(Stated goal):
Write out the lines of the records word for word, starting with the line that contains "Would you be able to indicate the hardwood" and going on through the end of the records. Leave the pictures out of your answer.

(Rows from a dataset):
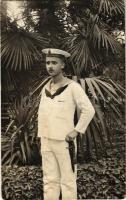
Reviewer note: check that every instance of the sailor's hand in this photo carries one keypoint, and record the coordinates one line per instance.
(71, 136)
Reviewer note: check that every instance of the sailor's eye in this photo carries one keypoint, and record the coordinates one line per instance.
(54, 62)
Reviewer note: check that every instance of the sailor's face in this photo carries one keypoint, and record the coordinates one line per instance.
(54, 65)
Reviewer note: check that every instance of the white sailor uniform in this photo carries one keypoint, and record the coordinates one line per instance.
(55, 121)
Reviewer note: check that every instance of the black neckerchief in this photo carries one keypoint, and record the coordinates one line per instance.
(58, 91)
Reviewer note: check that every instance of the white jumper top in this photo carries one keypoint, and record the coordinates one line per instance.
(56, 115)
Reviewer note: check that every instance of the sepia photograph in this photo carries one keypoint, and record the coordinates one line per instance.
(62, 99)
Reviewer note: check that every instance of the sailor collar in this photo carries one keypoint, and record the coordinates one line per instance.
(58, 91)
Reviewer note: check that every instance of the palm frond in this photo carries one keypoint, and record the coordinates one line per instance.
(19, 49)
(109, 6)
(86, 46)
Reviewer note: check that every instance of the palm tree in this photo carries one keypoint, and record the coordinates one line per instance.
(88, 36)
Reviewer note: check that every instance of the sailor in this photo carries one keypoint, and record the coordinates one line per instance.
(59, 99)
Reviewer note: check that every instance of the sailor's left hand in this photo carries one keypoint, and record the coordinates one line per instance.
(71, 136)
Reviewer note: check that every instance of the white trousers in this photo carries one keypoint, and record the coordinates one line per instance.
(57, 170)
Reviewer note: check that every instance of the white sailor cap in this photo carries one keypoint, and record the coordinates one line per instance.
(55, 52)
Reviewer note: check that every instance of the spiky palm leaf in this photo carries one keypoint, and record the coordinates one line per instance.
(20, 48)
(87, 46)
(109, 6)
(105, 95)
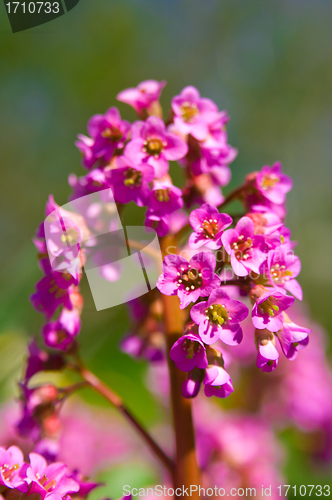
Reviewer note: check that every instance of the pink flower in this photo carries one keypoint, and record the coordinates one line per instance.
(49, 481)
(283, 267)
(12, 469)
(157, 221)
(268, 308)
(152, 144)
(49, 296)
(219, 318)
(192, 384)
(143, 95)
(217, 382)
(108, 133)
(60, 334)
(208, 226)
(273, 184)
(189, 352)
(188, 280)
(193, 114)
(244, 247)
(91, 183)
(131, 181)
(267, 356)
(165, 198)
(292, 338)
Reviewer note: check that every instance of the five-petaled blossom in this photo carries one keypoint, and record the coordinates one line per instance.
(283, 268)
(52, 481)
(292, 337)
(217, 382)
(188, 352)
(245, 248)
(151, 143)
(189, 280)
(208, 225)
(267, 354)
(268, 308)
(219, 318)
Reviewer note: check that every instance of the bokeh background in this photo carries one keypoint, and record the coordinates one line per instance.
(267, 63)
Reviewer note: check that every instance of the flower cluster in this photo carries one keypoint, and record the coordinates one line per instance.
(51, 482)
(235, 277)
(133, 160)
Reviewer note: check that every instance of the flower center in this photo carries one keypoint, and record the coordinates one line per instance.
(210, 228)
(132, 177)
(191, 279)
(241, 247)
(217, 314)
(8, 472)
(189, 111)
(280, 274)
(71, 236)
(112, 133)
(269, 306)
(269, 181)
(45, 482)
(162, 195)
(59, 292)
(191, 347)
(153, 146)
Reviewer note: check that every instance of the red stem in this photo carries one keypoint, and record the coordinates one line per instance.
(186, 468)
(117, 402)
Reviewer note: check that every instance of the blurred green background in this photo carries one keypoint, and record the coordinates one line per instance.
(267, 62)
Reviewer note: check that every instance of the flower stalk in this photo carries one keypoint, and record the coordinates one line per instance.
(186, 467)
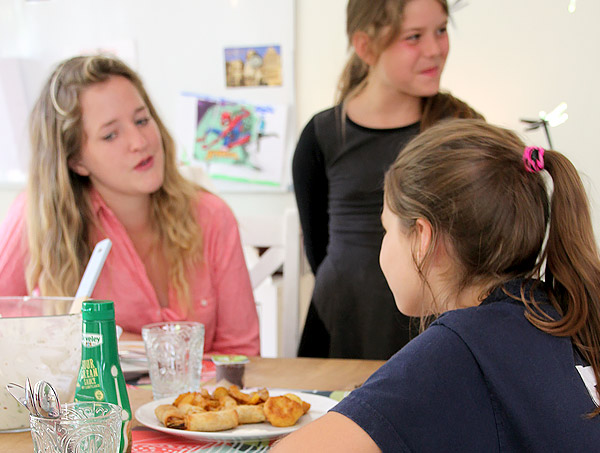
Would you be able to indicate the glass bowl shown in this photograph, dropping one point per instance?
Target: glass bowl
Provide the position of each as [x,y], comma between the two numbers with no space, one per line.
[39,340]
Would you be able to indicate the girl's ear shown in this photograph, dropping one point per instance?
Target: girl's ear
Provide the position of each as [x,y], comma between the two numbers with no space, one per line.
[422,239]
[78,167]
[363,47]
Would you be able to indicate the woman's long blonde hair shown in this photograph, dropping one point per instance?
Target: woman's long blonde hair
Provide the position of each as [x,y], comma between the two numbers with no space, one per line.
[61,226]
[381,21]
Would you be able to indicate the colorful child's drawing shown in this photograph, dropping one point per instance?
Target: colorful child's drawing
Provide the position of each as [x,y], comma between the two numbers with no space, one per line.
[234,141]
[229,133]
[253,66]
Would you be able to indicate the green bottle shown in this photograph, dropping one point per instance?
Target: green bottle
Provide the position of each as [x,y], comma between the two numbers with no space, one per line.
[100,376]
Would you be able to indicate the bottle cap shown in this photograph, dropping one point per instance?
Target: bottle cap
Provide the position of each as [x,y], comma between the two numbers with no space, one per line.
[98,310]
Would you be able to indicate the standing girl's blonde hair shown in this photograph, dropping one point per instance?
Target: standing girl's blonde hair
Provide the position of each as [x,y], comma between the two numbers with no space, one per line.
[381,20]
[61,226]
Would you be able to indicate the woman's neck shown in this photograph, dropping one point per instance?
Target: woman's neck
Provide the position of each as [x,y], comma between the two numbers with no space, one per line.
[380,108]
[133,212]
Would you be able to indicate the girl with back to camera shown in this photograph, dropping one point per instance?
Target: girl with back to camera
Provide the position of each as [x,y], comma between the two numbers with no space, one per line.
[512,361]
[388,93]
[104,165]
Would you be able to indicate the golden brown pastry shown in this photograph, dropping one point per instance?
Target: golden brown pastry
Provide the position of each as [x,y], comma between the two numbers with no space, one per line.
[212,421]
[170,416]
[282,411]
[250,413]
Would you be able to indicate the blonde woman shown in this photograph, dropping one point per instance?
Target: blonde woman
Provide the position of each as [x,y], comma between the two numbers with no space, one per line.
[388,93]
[104,165]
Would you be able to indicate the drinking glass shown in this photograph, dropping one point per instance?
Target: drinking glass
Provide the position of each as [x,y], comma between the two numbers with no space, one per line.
[174,351]
[83,427]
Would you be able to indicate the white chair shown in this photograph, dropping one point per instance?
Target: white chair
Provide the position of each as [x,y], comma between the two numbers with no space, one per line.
[279,318]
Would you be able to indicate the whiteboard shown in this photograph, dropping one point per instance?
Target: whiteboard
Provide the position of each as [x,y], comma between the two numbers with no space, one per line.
[175,45]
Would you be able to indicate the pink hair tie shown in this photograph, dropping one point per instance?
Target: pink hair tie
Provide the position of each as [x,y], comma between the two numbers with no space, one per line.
[533,158]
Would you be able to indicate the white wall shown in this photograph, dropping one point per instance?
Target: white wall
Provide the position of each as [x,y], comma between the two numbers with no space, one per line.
[509,59]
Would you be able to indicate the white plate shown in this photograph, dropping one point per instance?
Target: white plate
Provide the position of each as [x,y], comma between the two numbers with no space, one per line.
[319,405]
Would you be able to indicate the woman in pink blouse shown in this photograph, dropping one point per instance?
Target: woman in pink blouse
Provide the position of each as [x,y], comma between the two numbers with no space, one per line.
[104,165]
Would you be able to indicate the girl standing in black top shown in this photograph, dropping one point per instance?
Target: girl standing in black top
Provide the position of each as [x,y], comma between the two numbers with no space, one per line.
[388,93]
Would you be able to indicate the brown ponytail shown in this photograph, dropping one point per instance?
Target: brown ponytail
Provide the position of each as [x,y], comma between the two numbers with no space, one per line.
[468,179]
[353,77]
[572,261]
[442,106]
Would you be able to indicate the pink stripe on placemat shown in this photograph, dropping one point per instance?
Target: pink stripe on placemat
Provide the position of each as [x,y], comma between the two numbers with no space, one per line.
[150,441]
[146,440]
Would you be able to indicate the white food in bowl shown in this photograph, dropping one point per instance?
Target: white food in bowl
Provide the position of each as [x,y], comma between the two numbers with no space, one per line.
[39,348]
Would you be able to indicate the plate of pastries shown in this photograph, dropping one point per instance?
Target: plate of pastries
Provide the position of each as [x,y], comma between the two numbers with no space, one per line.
[231,414]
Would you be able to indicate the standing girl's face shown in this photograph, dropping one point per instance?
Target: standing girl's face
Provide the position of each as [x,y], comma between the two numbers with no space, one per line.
[122,150]
[413,63]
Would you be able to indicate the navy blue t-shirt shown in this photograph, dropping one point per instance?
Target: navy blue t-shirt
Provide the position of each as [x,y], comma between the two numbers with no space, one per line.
[480,379]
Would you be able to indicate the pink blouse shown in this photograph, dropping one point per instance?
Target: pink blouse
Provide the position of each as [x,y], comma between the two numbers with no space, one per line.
[220,287]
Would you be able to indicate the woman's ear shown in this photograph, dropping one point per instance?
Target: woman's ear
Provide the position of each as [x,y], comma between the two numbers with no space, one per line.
[78,167]
[422,239]
[363,47]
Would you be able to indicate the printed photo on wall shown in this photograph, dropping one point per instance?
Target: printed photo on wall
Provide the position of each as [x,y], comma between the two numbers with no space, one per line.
[253,66]
[234,141]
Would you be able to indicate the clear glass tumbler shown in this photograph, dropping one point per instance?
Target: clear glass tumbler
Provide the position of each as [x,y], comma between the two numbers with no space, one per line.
[85,427]
[175,351]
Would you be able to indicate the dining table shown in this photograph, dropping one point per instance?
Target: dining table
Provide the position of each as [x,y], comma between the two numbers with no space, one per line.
[302,374]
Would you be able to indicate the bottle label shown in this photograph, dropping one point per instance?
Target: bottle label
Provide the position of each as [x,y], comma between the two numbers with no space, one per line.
[91,340]
[88,375]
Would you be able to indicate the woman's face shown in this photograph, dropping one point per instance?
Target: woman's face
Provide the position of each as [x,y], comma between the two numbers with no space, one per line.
[413,63]
[122,150]
[398,265]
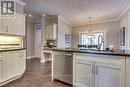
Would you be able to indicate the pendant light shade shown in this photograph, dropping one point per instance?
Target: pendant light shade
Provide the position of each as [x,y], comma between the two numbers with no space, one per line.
[90,30]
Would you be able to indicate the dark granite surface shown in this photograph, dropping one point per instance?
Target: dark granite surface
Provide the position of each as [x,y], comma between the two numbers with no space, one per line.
[102,52]
[10,49]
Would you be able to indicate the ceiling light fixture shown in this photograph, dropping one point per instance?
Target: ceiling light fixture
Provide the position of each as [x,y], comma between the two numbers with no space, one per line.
[90,30]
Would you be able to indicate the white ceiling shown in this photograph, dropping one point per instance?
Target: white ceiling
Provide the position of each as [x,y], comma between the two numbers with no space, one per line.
[77,11]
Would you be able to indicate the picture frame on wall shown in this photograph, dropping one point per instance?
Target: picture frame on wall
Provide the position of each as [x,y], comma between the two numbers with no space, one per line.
[67,38]
[122,36]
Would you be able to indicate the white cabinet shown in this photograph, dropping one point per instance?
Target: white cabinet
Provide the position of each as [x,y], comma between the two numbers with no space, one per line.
[1,68]
[62,66]
[0,21]
[23,61]
[1,71]
[84,76]
[96,71]
[12,65]
[107,76]
[51,31]
[14,24]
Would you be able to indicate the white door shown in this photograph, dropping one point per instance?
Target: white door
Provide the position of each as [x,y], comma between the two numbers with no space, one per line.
[38,48]
[1,70]
[107,76]
[0,21]
[13,24]
[12,65]
[84,74]
[23,61]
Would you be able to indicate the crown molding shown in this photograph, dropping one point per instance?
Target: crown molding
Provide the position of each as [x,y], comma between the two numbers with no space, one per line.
[96,22]
[60,17]
[20,2]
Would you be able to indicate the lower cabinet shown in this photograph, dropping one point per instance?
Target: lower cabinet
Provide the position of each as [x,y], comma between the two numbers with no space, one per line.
[22,61]
[96,72]
[62,67]
[12,65]
[84,74]
[1,69]
[107,76]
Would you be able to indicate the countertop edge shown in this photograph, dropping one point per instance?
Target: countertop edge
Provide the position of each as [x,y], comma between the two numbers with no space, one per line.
[91,52]
[6,50]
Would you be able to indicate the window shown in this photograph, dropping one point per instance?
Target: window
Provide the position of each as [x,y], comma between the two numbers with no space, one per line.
[86,39]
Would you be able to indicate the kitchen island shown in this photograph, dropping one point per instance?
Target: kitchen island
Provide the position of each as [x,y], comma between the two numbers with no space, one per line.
[91,68]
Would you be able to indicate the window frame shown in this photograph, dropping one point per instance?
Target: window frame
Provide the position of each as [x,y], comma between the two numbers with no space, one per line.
[98,31]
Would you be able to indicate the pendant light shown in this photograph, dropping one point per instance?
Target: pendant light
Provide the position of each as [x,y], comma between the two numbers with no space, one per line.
[90,31]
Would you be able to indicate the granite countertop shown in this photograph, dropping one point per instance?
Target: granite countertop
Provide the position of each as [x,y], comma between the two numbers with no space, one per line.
[10,49]
[102,52]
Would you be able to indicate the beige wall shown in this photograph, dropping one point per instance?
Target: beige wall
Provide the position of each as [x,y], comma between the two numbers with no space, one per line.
[30,38]
[112,33]
[63,28]
[124,23]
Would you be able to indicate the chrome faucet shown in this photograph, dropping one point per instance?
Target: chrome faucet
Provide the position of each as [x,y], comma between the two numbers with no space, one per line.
[102,42]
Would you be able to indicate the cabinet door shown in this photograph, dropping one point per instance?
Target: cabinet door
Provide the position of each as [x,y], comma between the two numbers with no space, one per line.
[12,24]
[84,74]
[23,33]
[62,67]
[1,70]
[22,61]
[0,21]
[12,65]
[107,76]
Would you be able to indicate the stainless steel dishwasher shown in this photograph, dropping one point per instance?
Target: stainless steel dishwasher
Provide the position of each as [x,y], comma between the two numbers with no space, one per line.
[62,66]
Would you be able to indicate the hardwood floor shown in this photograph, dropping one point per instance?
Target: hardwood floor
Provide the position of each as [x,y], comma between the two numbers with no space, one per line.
[37,75]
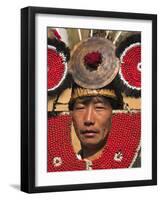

(Solution for this task):
Would you be able to indicate the hardwood floor shown in this photograph, dropping one point per instance?
Target: hardwood floor
Provide the position of each as [x,y], comma between the two numbers with no space, one per line.
[37,75]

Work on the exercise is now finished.